Posted by Steve Hall · Sunday July 01, 2007

Delfina Balestra (CEO & Founder, ClickExperts)
The number one concern today in this arena is the fact that email interaction rates are slowly going down. Many say that an issue influencing this situation is the uncertainty about images being displayed or not on email messages and if this is bringing down open rates.

Still, email ranks high with marketers. The key driver behind this is that their ROI (57.25%) is still very high compared to other channels.

David Baker (VP of Email Solutions, Avenue A │Razorfish)
Email is not going away - it is ubiquitous it is pervasive. It is a syndication tool.
You wouldn’t have the joke pool you have today without emails!

Everyone uses email - personal and work related… during work days and vacations… People use it all the time every day, during children’s events, in the restroom, at church, they send emails to their spouse from the other room, they have fights via email, and they even email neighbors instead of walking over to talk to them. For kids email is just second nature.

Consumers will consume email. It is the number one activity, period.

The question is how do you create brand relationships and persuasion via email?
You have to understand how email will help you build the brand relationship with your customers.

5 keys to a good email program:
1.Understand an email’s functional value to its intended audience;
2.The timing and cadence has to be appropriate to the customer’s need of the brand/product (life stage, cyclical, seasonality);
3.Its content must be optimized and tied to a functional need - email is about syndicating and sharing relevant information;
4.Your email program must be consistent and bi-directional;
5.You must understand what response and measurement mean to your business.


Cristopher Marriott (VP, GM, Eastern Region, Acxiom Digital)

————————

(Given exercise a) Count the lines in the entries below that contain the string "trace", treating uppercase and lowercase as distinct, and give only the number.

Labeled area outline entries
————————

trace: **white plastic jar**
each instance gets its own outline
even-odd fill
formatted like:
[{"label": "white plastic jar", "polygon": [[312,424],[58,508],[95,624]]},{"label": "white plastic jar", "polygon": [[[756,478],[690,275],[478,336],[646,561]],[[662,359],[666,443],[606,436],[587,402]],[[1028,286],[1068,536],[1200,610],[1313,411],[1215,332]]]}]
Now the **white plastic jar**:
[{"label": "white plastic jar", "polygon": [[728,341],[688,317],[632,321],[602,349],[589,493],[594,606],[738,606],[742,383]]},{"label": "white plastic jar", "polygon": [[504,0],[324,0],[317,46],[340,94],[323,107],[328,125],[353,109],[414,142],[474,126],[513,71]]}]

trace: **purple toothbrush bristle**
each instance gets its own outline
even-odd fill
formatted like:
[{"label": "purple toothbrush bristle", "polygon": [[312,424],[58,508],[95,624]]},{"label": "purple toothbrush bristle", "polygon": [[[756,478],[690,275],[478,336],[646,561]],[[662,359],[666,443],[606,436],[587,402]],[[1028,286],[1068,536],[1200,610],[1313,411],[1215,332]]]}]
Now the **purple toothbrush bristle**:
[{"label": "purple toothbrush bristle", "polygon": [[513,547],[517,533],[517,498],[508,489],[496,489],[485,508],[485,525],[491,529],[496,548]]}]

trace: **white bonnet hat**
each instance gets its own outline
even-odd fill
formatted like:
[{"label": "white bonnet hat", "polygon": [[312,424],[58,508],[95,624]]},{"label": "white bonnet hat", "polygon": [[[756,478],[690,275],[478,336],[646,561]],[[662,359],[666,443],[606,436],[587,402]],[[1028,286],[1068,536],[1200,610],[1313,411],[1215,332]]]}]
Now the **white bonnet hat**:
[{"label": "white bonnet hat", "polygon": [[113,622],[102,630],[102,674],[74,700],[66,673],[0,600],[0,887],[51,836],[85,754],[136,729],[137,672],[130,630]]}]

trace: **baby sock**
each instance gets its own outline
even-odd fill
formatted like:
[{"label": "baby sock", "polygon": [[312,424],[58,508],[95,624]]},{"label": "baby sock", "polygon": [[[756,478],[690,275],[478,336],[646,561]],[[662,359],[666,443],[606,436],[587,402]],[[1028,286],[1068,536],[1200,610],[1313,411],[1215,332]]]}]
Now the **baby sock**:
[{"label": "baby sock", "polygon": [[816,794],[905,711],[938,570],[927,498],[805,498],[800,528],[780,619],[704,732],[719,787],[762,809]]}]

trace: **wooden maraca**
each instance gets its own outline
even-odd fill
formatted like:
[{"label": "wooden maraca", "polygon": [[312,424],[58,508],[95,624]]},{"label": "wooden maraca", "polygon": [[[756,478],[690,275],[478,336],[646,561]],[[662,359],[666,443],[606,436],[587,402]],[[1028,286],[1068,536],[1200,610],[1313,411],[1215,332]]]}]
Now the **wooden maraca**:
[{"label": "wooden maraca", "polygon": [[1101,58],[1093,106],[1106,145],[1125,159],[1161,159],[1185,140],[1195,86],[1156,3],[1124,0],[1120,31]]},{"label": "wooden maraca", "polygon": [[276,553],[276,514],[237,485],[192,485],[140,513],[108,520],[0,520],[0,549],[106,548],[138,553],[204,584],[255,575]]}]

————————

(Given exercise b) From the email marketing post, copy the passage between "5 keys to a" and "to your business.", inclusive.

(Expected output a) 5

(Expected output b)
5 keys to a good email program:
1.Understand an email’s functional value to its intended audience;
2.The timing and cadence has to be appropriate to the customer’s need of the brand/product (life stage, cyclical, seasonality);
3.Its content must be optimized and tied to a functional need - email is about syndicating and sharing relevant information;
4.Your email program must be consistent and bi-directional;
5.You must understand what response and measurement mean to your business.